▸ **INSTRUCTIONS TO FOLLOW**:
Among the records below, find each line bearing the word "order" and copy it.

▸ **SUPPLIED RECORDS**:
◇ ◇ ◇ ◇ ◇

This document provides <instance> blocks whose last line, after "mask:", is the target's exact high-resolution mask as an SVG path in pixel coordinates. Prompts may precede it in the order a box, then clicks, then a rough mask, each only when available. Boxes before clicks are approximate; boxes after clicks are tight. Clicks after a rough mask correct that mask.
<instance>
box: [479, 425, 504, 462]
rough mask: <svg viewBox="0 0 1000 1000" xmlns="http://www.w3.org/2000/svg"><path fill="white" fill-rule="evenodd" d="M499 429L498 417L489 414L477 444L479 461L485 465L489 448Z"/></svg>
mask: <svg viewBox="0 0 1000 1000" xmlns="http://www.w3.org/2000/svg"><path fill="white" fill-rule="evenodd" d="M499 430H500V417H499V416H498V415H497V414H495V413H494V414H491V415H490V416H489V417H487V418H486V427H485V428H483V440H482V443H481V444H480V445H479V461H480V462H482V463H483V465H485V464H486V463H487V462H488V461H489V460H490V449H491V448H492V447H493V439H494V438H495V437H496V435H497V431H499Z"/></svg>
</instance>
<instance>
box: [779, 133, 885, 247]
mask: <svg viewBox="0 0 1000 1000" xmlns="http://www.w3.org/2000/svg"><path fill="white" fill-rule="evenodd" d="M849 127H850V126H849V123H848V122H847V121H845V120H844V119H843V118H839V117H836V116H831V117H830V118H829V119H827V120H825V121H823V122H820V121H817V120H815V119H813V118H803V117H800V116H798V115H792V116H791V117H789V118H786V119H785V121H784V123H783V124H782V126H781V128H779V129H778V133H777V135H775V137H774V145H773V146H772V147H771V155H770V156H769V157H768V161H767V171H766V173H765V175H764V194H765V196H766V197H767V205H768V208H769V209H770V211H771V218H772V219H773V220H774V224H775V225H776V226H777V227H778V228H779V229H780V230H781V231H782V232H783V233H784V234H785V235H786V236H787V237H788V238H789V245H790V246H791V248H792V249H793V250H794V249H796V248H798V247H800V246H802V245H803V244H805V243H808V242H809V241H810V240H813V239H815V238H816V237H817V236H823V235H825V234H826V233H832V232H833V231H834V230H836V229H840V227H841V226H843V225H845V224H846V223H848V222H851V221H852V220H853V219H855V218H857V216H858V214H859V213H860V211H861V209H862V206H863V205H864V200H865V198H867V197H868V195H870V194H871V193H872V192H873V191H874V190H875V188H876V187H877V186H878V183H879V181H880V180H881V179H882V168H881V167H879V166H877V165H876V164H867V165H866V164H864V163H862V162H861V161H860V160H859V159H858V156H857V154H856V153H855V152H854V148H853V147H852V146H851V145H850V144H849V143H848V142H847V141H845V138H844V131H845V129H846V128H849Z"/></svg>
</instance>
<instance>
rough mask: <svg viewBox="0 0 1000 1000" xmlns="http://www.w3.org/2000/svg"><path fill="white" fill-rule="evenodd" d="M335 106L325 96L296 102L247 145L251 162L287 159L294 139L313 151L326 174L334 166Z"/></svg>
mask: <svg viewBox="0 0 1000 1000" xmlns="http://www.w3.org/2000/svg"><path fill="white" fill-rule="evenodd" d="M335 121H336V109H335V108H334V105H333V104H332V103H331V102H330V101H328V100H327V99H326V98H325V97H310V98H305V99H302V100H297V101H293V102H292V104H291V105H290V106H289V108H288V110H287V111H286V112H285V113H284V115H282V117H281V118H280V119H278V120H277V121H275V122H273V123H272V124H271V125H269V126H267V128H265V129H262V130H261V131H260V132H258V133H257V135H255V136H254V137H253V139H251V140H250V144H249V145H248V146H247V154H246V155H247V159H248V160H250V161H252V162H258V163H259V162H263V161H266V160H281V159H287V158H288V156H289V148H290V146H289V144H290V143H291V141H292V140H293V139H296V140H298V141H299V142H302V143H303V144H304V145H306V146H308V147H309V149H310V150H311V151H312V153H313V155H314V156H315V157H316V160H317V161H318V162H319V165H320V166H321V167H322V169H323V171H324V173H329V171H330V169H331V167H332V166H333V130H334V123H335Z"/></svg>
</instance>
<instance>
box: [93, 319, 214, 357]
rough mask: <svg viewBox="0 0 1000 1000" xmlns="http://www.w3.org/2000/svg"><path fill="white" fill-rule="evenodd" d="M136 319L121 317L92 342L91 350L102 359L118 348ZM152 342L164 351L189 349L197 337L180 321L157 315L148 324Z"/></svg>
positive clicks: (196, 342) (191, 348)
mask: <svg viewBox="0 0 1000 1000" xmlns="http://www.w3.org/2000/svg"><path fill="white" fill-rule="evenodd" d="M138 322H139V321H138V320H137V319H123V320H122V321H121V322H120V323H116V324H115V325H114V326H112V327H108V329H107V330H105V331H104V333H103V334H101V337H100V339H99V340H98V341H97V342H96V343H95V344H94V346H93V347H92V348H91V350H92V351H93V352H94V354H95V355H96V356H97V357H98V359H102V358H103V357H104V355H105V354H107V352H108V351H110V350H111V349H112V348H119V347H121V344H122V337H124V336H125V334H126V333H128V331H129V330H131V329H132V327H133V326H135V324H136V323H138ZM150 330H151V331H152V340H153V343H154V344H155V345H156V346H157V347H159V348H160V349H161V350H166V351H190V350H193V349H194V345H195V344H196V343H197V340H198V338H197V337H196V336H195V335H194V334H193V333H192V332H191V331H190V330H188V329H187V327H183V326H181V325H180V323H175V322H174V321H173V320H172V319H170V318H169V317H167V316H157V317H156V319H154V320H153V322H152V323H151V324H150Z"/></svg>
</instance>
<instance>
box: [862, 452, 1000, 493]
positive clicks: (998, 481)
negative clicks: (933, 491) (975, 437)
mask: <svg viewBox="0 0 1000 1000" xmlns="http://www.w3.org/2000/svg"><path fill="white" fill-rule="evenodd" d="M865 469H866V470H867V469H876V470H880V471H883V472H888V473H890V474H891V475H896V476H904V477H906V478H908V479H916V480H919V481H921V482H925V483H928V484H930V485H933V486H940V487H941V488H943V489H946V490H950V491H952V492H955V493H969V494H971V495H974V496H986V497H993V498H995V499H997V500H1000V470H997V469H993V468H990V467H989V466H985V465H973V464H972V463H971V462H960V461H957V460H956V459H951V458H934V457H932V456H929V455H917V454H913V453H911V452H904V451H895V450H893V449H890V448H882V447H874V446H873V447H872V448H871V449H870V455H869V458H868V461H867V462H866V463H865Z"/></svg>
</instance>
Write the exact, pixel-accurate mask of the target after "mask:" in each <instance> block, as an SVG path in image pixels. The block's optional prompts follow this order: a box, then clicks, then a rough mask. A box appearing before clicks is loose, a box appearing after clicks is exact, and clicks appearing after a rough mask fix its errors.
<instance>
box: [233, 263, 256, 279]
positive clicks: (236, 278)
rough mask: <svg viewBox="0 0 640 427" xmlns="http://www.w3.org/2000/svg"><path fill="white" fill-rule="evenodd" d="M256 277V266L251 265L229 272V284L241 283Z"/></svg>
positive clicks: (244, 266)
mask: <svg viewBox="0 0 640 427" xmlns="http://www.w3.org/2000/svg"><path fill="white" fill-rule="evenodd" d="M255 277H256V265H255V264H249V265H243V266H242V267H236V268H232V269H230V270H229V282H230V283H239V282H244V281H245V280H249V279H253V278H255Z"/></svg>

◇ ◇ ◇ ◇ ◇

▸ **RESPONSE AREA**:
This document provides <instance> blocks whose last line, after "mask:", is the target's exact high-resolution mask as an SVG path in pixel coordinates. Prompts may precede it in the order a box, then clicks, then a rough mask, each only when available. Boxes before clicks are approximate; boxes after clicks are tight. Clicks after a rough mask correct that mask.
Write the exact, pixel-accurate mask of the target after "mask:" in each <instance> block, as an SVG path in image pixels. The block's optional prompts follow this order: a box, then clicks, then a rough mask. A box appearing before clicks is loose, a box appearing after clicks is exact, and clicks appearing after a rough mask fix its errors.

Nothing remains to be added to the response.